**What is required**:
Convert the rows from the beginning through the line containing "[657,313,690,340]" into a numbered list, omitting any blank lines.

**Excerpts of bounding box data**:
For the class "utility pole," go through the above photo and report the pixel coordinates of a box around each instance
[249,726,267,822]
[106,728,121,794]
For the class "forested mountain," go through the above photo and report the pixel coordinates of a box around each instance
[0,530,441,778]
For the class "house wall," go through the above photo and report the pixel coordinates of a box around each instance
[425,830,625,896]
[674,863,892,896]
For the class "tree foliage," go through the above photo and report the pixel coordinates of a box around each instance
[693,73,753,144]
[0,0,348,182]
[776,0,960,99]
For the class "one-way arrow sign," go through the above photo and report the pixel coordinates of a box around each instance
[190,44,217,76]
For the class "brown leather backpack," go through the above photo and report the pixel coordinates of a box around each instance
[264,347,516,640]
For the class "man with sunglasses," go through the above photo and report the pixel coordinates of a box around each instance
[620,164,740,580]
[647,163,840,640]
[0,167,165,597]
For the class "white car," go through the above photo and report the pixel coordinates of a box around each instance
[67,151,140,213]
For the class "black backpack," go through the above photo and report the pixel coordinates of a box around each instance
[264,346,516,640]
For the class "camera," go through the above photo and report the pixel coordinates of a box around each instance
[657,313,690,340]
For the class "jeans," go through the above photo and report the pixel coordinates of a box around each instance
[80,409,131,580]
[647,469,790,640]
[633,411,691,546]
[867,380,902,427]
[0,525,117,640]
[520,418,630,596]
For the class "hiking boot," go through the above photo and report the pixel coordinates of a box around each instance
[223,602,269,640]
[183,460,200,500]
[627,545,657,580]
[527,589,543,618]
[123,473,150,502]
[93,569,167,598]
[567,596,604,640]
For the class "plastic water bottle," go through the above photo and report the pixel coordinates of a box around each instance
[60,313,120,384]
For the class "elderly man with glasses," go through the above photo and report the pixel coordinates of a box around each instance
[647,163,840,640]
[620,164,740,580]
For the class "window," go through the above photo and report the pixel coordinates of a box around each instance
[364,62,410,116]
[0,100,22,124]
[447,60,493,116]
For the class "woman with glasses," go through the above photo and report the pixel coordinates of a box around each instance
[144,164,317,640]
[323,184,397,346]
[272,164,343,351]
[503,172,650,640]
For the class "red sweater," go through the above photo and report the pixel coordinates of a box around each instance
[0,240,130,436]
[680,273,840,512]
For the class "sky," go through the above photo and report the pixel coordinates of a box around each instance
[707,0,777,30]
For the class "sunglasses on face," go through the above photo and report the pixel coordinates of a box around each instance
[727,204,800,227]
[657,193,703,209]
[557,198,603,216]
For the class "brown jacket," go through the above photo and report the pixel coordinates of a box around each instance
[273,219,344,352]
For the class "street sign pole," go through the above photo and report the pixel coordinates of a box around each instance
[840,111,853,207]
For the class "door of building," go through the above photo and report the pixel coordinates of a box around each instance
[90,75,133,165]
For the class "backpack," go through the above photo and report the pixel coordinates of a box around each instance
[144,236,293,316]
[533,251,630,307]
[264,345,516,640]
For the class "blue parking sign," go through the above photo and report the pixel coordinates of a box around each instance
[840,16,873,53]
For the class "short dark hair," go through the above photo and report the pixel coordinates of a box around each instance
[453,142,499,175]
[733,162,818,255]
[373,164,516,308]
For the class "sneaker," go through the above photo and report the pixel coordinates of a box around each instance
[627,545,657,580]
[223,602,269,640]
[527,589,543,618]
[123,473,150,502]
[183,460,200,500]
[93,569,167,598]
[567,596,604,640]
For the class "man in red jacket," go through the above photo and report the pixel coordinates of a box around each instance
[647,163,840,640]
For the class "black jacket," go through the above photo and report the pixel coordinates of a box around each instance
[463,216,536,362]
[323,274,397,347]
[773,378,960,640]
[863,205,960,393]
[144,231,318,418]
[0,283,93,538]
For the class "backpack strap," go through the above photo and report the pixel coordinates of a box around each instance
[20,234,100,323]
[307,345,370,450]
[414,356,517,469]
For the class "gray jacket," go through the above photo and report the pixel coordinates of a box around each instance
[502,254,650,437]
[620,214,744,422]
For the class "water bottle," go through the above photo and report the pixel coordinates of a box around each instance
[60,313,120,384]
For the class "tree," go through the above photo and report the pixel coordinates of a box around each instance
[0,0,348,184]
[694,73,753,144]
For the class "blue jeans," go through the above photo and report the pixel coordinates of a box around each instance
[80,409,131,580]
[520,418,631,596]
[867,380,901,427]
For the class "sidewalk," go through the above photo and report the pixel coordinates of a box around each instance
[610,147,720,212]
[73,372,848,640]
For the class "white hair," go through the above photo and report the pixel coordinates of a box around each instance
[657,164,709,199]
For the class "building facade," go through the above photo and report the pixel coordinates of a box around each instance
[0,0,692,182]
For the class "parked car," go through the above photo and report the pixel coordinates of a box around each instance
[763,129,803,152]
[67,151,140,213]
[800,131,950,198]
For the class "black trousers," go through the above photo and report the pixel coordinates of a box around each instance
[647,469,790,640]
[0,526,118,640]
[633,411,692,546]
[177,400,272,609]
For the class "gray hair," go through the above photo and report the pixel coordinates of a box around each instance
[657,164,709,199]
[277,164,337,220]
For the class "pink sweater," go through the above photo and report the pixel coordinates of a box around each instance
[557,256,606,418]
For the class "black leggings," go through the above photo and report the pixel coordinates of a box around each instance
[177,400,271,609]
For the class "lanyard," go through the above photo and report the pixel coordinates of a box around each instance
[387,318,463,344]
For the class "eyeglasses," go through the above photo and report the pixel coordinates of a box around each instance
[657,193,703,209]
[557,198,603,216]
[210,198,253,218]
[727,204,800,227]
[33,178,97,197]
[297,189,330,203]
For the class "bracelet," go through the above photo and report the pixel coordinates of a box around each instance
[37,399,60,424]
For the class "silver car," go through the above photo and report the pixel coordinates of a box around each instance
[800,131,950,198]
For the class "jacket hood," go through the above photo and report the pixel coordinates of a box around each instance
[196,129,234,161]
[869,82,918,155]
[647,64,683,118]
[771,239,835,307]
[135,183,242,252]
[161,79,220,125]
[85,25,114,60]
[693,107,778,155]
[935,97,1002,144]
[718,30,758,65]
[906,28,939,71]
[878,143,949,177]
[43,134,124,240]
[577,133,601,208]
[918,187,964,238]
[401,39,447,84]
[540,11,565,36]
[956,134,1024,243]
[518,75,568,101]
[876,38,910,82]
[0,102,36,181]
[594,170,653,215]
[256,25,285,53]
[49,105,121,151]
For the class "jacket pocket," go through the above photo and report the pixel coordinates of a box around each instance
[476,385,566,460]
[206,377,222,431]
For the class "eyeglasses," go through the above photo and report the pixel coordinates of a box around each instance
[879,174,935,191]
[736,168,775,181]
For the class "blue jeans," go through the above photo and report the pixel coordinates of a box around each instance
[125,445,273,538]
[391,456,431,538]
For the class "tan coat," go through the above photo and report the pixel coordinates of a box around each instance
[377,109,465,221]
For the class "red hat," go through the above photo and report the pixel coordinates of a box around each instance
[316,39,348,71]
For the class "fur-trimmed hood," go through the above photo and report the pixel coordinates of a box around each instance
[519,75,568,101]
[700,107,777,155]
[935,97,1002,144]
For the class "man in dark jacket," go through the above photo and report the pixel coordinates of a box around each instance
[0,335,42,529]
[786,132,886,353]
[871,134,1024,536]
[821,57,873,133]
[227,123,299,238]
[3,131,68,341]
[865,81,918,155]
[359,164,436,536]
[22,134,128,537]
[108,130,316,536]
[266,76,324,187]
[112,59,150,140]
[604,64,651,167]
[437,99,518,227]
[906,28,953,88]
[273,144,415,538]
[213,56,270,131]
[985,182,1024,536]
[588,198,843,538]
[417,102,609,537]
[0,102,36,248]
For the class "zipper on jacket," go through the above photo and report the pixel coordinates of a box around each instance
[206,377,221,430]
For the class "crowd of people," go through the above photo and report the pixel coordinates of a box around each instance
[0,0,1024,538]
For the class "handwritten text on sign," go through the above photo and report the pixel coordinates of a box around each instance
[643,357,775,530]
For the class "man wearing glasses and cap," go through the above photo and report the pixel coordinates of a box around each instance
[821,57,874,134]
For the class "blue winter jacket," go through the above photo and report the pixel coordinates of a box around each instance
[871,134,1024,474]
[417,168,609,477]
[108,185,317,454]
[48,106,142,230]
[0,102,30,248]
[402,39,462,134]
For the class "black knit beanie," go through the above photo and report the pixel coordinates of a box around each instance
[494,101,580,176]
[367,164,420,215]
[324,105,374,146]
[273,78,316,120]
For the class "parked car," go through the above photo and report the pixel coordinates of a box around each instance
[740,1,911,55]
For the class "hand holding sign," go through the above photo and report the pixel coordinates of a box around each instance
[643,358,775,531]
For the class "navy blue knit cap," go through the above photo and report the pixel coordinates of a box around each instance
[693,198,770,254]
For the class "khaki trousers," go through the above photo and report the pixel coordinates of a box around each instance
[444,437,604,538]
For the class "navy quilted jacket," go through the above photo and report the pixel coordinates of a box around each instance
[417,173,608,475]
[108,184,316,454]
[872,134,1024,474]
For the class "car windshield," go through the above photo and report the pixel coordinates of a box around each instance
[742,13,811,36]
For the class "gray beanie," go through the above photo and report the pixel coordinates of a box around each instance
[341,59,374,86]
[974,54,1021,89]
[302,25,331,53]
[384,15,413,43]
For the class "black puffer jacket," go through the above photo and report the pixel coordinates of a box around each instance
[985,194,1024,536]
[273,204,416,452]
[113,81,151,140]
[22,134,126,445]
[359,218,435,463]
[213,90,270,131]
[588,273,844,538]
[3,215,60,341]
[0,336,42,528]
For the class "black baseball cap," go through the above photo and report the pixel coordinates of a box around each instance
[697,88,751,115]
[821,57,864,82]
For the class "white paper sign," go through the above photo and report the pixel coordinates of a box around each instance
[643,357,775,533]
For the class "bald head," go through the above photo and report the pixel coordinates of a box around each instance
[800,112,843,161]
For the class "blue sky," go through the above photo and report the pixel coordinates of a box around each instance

**Exercise solution**:
1. For the class "utility pole," go through the above photo and report the pixel coordinates of a box around each instance
2. [249,726,267,822]
3. [106,728,121,794]
4. For the class "forested mountain," go through the above photo and report the pixel coordinates of a box around each instance
5. [0,530,441,778]
6. For the class "house wall," go through the above photo and report the pixel coordinates of a box around each instance
7. [425,830,625,896]
8. [674,863,892,896]
9. For the class "tree foliage," go through the above photo and report the pixel coordinates of a box around each instance
10. [693,73,753,144]
11. [0,0,348,182]
12. [776,0,960,99]
13. For the class "one-way arrow sign," go through the above photo and report the pixel coordinates of a box around each instance
14. [190,44,217,76]
15. For the class "brown leather backpack," go through the above photo and report the pixel coordinates of a box around each instance
16. [264,347,516,640]
17. For the class "man with sunglasses," go through the above photo and report the pixel coordinates of a box around each instance
18. [620,164,740,580]
19. [647,163,840,640]
20. [0,167,165,597]
21. For the class "white car," go through the above photo and report the pixel coordinates of a box around each instance
22. [67,151,140,213]
23. For the class "black backpack," go through the above photo and report the pixel coordinates of a box around each instance
24. [264,346,516,640]
25. For the class "camera," go through the above photo and report the pixel coordinates of a box around each instance
26. [657,313,690,340]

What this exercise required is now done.